Work to complete
Return exactly the lines that run from the one containing "Reviewer note: confirm one keypoint per instance of the distant" to the end of the entries, with both ends included.

>> start Information supplied

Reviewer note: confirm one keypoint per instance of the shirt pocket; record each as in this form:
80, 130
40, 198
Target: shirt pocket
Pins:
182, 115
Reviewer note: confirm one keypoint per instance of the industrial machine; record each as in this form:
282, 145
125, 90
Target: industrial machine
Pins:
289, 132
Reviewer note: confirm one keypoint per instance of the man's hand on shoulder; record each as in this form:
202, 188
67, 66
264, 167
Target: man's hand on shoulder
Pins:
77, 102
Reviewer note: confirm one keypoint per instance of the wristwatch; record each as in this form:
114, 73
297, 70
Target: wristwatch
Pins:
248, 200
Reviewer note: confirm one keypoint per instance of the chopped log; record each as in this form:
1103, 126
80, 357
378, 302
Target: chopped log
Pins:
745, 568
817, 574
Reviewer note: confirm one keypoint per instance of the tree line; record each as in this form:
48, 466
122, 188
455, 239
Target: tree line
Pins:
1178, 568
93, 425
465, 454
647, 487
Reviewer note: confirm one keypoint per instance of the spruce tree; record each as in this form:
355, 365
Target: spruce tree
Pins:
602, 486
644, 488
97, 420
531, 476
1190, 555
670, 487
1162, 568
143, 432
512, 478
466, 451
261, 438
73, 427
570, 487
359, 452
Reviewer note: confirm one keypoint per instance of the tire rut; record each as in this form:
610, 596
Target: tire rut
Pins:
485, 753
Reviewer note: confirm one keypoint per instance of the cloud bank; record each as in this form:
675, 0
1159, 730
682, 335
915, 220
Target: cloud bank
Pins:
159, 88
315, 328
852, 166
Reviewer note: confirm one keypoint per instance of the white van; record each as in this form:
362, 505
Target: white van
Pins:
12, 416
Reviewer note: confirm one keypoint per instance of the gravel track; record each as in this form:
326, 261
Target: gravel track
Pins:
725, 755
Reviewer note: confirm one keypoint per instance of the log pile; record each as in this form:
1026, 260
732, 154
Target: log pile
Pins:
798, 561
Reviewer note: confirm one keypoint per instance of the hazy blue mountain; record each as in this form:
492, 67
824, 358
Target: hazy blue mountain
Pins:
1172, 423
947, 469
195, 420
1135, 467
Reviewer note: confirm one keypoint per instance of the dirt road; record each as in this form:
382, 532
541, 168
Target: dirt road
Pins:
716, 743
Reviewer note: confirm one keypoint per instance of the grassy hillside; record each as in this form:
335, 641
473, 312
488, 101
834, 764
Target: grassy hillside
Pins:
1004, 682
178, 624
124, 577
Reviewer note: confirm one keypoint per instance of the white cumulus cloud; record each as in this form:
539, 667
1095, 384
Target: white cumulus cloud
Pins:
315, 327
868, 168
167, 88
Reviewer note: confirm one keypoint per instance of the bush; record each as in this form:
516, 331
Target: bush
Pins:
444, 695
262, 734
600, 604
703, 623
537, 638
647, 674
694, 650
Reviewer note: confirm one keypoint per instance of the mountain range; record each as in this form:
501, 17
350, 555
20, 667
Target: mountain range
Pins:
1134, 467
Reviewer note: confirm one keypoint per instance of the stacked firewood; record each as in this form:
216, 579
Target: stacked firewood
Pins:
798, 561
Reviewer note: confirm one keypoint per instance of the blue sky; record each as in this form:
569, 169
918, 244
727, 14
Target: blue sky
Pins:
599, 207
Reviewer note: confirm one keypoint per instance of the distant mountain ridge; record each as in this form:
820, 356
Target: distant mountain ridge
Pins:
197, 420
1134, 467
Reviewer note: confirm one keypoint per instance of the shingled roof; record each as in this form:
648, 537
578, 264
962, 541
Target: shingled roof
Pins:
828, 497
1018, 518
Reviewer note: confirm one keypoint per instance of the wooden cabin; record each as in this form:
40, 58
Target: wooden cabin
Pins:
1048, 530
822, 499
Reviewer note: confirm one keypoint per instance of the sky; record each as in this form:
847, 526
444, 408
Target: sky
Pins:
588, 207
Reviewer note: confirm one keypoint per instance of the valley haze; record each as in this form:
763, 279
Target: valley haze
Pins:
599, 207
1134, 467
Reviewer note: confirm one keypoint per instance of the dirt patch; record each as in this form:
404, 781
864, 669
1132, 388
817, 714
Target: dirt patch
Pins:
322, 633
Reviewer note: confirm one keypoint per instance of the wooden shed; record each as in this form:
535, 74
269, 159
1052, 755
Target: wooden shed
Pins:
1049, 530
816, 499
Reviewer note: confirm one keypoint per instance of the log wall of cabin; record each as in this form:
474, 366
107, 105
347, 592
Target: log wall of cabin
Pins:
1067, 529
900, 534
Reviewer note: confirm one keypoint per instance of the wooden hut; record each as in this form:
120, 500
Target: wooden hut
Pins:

>> end Information supplied

Solved exercise
Reviewer note: confirm one keypoint per instance of the distant mountain ridge; record each as in this form:
820, 356
Target: distant mountain ridge
Pins:
197, 420
1134, 467
Reviewer note: confirm one keypoint per instance of the shingled roof; record each as in this form:
648, 537
578, 264
962, 541
Target: shingled roof
Pins:
828, 497
1018, 518
Reviewer note: confirm one keypoint per instance of the wooden cabin; record each as in this form:
40, 58
Target: wooden cabin
Pins:
1048, 530
822, 499
Reviewer note: confirm one keypoint per instance of the sky; record each as in this form:
847, 526
444, 408
Target: sky
Pins:
588, 207
Reviewer note: confirm one keypoint per instance of the valley haze; record each as in this form:
763, 279
Target: valley haze
Pins:
599, 207
1134, 467
Reviewer note: confirm one keypoint per instance of the dirt patch; record each as in this form:
404, 781
864, 669
1132, 388
817, 714
Target: dirt patch
Pins:
322, 633
Reviewer note: confirm one keypoint per instance of the wooden shed; record each as in this form:
535, 74
269, 159
1052, 755
Target: wooden shed
Pins:
1049, 530
816, 499
Reviewer note: confirm one keypoint per instance of the log wall of cabin; record each as in this form:
474, 366
107, 105
347, 592
Target: log wall of cabin
Pins:
1067, 529
900, 534
Reviewer note: confirm one keypoint per instance of the wooden hut; record each as in this form:
120, 500
Target: wooden hut
Pins:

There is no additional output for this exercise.